» **Given passage**:
━━━━

A Look at Health Initiatives in Haiti
Haiti’s health care infrastructure has suffered drastically since the last massive earthquake in 2010. The earthquake further destroyed access to the delivery of health care and destroyed the country’s health care system as a whole. As a result, Haiti’s medical facilities now lack basic but critical services such as water and sanitation systems, state-of-the-art hospitals and clinics, modern medical resources and a sufficient number of trained medical professionals. There have since been health initiatives to aid Haiti in rectifying its health care and health care system.
Health Initiatives in Haiti
- Community Health Initiative: Emergency medical physicians Chris Buresh and Joshua White, who combined have more than 14 years of experience in Haiti, founded the Community Health Initiative (CHI) in Haiti in January 2012. CHI was founded to address the health needs of the Haitian community that would otherwise lack access to care by providing continuous primary health care. The program works with long-standing partnerships and local talent in the central region of Haiti to combat malnutrition, provide clean water and deliver health care to Haitians by returning to the same villages every three months. Because Haitians lack affordable primary health care in the area, most patients walk eight hours or more to arrive at CHI’s clinics for treatment. The Community Health Initiative provides clinics in the rural areas of Haiti. Since its founding in 2012, CHI has delivered 1,100 water treatment systems in which have reduced the diarrhea rate among users to 1.8 percent. Community Health Workers have trained 81 women in their Helping Babies Breathe program which has allowed a 71 percent reduction in neonatal mortality.

━━━━

» **The data**:
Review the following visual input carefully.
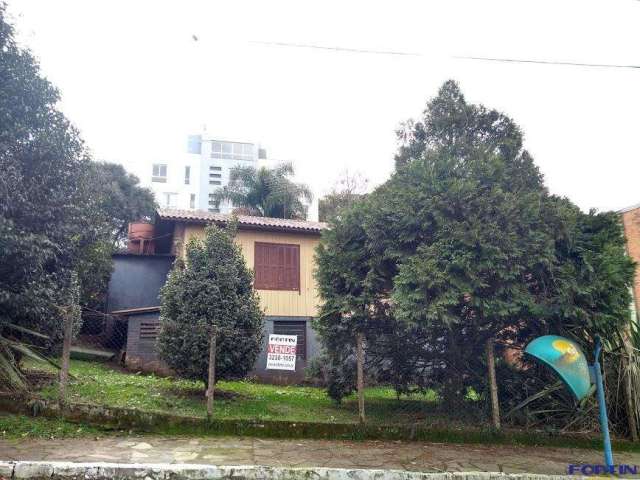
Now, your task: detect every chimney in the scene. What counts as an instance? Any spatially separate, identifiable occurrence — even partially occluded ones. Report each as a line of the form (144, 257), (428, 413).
(127, 222), (156, 255)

━━━━

» **What to do**: Reproduce word for word the portion of the Haiti health initiatives text starting with "A Look at Health" and going on through "health care system.".

» **Output of the exercise**:
A Look at Health Initiatives in Haiti
Haiti’s health care infrastructure has suffered drastically since the last massive earthquake in 2010. The earthquake further destroyed access to the delivery of health care and destroyed the country’s health care system as a whole. As a result, Haiti’s medical facilities now lack basic but critical services such as water and sanitation systems, state-of-the-art hospitals and clinics, modern medical resources and a sufficient number of trained medical professionals. There have since been health initiatives to aid Haiti in rectifying its health care and health care system.